DATA IN THIS EXERCISE
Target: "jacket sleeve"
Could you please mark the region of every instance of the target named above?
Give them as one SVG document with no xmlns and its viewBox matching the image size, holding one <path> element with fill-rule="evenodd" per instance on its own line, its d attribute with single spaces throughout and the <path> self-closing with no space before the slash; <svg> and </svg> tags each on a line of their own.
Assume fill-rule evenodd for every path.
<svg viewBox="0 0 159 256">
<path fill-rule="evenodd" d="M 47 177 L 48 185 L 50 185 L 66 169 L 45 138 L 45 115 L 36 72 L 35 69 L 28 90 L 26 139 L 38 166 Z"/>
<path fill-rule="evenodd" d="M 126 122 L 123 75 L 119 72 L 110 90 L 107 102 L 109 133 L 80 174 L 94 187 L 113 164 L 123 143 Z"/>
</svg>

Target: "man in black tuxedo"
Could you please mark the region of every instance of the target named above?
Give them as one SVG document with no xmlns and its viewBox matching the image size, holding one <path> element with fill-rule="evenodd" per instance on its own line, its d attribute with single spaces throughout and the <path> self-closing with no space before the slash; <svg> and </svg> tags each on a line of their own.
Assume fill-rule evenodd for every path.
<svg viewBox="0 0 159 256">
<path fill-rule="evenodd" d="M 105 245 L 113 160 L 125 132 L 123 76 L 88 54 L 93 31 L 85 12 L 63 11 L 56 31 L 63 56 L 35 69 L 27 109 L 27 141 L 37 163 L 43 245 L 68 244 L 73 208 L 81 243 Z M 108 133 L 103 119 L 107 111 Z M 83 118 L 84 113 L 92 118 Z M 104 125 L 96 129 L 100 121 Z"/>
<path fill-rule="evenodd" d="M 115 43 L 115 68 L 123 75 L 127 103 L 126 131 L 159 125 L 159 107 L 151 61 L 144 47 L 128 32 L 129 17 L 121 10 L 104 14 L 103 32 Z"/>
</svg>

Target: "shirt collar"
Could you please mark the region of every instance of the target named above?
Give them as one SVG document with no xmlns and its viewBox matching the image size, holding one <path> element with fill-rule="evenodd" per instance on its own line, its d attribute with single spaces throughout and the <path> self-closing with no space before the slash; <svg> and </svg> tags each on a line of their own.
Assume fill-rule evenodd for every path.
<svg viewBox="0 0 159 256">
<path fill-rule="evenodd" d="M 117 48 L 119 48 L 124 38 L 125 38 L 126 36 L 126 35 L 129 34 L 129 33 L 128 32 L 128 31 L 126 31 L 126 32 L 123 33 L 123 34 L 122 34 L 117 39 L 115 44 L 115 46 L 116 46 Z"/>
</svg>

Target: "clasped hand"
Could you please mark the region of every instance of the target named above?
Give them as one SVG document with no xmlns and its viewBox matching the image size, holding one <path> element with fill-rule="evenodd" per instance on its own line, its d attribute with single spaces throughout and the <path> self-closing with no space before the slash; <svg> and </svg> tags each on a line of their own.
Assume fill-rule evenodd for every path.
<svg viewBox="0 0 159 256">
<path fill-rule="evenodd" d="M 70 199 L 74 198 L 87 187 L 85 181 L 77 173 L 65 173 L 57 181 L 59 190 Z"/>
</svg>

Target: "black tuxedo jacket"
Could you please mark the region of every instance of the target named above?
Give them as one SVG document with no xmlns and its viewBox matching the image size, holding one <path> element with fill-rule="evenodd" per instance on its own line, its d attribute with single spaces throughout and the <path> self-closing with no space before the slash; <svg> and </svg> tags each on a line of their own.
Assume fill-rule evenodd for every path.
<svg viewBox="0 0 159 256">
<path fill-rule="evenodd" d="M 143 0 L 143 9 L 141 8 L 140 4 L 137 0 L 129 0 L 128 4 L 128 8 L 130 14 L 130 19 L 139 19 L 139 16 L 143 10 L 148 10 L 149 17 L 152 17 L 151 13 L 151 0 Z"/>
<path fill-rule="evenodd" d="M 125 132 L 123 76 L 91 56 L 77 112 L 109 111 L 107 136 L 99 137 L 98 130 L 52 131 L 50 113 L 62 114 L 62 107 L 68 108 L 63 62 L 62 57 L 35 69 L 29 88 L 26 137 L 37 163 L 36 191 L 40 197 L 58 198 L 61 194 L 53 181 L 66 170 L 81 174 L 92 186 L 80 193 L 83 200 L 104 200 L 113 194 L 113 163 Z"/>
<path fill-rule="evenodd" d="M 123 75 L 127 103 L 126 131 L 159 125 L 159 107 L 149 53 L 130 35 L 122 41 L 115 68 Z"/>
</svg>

EXERCISE BRIEF
How many lines in the material above contain the string "tuxedo"? Case counts. Give only the number.

EXERCISE OUTPUT
2